**TEXTAUSZUG:**
——

Für seinen dritten Spielfilm konnte J.C. CHANDOR immerhin mit bereits 20 Millionen Dollar haushalten, und wieder ist ihm ein faszinierender Qualitätsstreich von aufregendem US-Kino gelungen. Thema: Amerika. Präziser: New York. Ortsteil: Brooklyn. Im Jahr 1981. Hier herrscht, gelinde gesagt, ein sehr rauhes Klima. Die Kriminalität hat den Zenit erreicht. Die Radio-Nachrichten melden ständig Verbrechen. Der Zerfall ist auch äußerlich eklig wahrzunehmen: Diese unappetitlichen schmutzigen Graffiti-Schmierereien, verwahrloste Straßen, Ruinen von ehemaligen Fabriken. In New York herrscht die latente Anwesenheit von Bedrohung und Gewalt. (Statistisch gesehen war 1981 die Kriminalitätsrate von New York auf dem Höhepunkt).

——

**DATENZEILEN:**

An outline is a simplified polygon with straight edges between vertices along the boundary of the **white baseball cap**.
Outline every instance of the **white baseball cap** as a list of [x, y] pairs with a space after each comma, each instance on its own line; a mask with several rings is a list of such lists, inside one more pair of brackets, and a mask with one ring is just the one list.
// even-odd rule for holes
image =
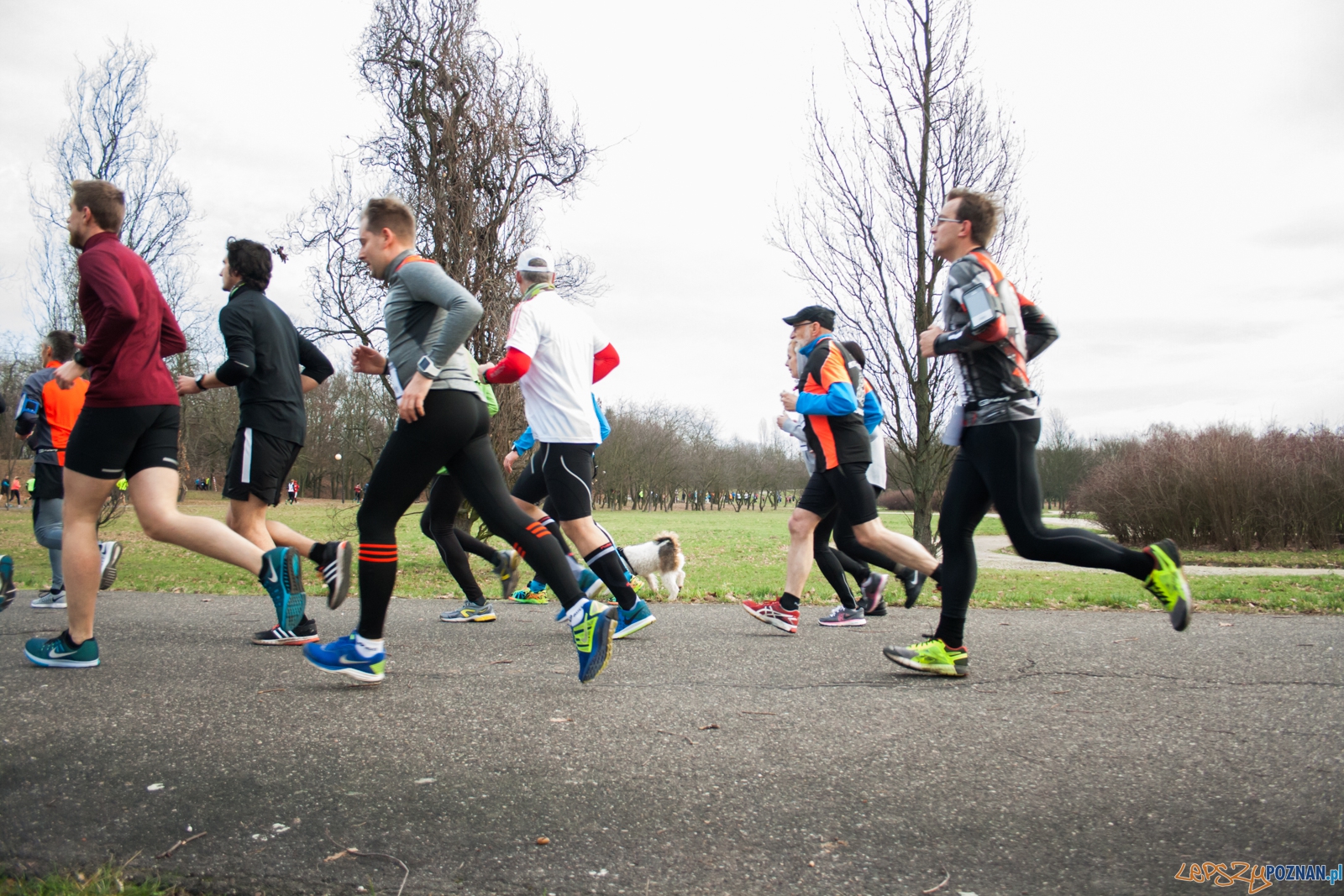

——

**AUFGABE:** Über welches Budget verfügte J.C. Chandor laut dem Textauszug für seinen dritten Spielfilm?

**ANTWORT:** Über 20 Millionen Dollar.